### Polecenie
Przeskaluj wiersze od pierwszego wiersza danych do wiersza z „(552, 425), (855, 641)” włącznie, przepisując je wszystkie w całości. Każdą współrzędną ramek w odpowiedziach pomnóż przez 2,45 i zaokrąglij do liczby całkowitej, połówki w górę, a liczby w opisie punktu końcowego, w tym w przykładowej odpowiedzi, pozostaw bez zmian.

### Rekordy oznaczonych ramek
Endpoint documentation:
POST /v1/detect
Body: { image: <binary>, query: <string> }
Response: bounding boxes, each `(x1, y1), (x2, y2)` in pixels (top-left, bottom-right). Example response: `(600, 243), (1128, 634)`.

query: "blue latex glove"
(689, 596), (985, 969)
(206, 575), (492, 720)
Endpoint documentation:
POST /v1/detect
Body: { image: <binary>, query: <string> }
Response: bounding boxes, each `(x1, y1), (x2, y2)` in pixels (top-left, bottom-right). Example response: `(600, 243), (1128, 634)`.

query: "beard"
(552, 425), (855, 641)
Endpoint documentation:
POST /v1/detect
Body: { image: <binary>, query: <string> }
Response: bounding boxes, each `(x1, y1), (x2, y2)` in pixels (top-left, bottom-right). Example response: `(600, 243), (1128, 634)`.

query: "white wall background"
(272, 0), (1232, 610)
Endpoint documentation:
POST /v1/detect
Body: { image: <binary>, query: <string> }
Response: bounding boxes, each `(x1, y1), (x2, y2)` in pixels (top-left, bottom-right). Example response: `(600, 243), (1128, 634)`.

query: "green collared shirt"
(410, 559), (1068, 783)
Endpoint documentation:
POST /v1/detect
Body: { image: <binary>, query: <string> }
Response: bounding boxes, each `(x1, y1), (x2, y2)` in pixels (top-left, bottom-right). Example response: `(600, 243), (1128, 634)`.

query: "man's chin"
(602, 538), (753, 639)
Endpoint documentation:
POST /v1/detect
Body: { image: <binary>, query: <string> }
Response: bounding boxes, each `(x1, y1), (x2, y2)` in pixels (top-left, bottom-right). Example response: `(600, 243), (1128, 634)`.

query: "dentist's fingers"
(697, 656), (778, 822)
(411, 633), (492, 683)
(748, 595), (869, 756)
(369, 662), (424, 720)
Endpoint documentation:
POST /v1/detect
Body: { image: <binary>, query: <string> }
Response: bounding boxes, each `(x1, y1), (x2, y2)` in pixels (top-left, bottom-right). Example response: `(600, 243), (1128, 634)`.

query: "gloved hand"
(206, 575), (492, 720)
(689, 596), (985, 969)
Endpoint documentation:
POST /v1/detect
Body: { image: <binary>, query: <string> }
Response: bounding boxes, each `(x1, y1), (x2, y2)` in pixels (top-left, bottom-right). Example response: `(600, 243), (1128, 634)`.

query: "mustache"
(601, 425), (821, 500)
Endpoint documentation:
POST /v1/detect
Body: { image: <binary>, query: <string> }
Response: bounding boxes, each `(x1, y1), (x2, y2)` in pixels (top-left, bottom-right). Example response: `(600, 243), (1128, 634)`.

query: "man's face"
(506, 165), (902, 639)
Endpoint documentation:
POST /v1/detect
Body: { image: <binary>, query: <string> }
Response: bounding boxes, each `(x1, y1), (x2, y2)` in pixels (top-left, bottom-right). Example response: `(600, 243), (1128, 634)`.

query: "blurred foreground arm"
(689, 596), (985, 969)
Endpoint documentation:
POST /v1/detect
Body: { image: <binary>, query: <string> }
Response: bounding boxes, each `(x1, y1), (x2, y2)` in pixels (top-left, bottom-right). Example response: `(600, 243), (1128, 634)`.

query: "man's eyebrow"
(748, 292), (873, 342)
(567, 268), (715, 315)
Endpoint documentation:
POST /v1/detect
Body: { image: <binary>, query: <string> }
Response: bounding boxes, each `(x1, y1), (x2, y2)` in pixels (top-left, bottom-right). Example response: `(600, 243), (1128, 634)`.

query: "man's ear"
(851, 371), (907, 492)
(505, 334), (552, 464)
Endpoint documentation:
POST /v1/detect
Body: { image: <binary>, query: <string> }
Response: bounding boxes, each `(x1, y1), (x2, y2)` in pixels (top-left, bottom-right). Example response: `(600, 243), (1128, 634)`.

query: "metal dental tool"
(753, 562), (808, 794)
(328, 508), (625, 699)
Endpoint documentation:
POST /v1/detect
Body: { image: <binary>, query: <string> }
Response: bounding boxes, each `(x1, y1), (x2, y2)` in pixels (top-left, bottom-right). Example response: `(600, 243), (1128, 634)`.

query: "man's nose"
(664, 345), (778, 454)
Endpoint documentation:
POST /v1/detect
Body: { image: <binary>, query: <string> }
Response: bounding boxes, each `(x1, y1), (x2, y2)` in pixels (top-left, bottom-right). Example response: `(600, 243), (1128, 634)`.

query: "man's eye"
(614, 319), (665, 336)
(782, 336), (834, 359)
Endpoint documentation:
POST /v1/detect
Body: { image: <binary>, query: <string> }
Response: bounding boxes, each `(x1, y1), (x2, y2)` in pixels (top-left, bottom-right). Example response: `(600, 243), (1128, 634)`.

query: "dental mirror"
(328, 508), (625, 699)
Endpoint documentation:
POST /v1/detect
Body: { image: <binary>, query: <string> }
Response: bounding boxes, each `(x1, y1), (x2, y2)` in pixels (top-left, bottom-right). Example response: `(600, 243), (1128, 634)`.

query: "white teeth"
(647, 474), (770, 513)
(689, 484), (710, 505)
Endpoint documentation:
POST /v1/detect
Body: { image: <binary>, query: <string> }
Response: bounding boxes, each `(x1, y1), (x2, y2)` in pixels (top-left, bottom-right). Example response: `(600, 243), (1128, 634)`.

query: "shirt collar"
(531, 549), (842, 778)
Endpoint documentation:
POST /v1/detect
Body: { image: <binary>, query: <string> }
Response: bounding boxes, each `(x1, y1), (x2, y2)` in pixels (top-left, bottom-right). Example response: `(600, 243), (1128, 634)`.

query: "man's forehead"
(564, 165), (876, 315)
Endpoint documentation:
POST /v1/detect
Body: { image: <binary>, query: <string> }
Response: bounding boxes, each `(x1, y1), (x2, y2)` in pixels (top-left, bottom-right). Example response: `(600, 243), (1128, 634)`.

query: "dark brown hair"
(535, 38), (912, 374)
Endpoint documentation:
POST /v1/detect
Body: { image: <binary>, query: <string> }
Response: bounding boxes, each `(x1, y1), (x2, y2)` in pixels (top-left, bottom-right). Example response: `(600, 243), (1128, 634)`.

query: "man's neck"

### Rozwiązanie
Endpoint documentation:
POST /v1/detect
Body: { image: <binary>, query: <string> }
Response: bounding boxes, each `(x1, y1), (x2, y2)` in pixels (top-left, bottom-right). Example response: `(600, 243), (1128, 634)`.

query: "blue latex glove"
(1688, 1460), (2413, 2374)
(505, 1409), (1205, 1764)
Endpoint documentation:
POST /v1/detect
Body: { image: <binary>, query: <string> }
Response: bounding boxes, each `(x1, y1), (x2, y2)` in pixels (top-left, bottom-right). Example response: `(600, 243), (1128, 634)`.

query: "beard"
(1352, 1041), (2095, 1570)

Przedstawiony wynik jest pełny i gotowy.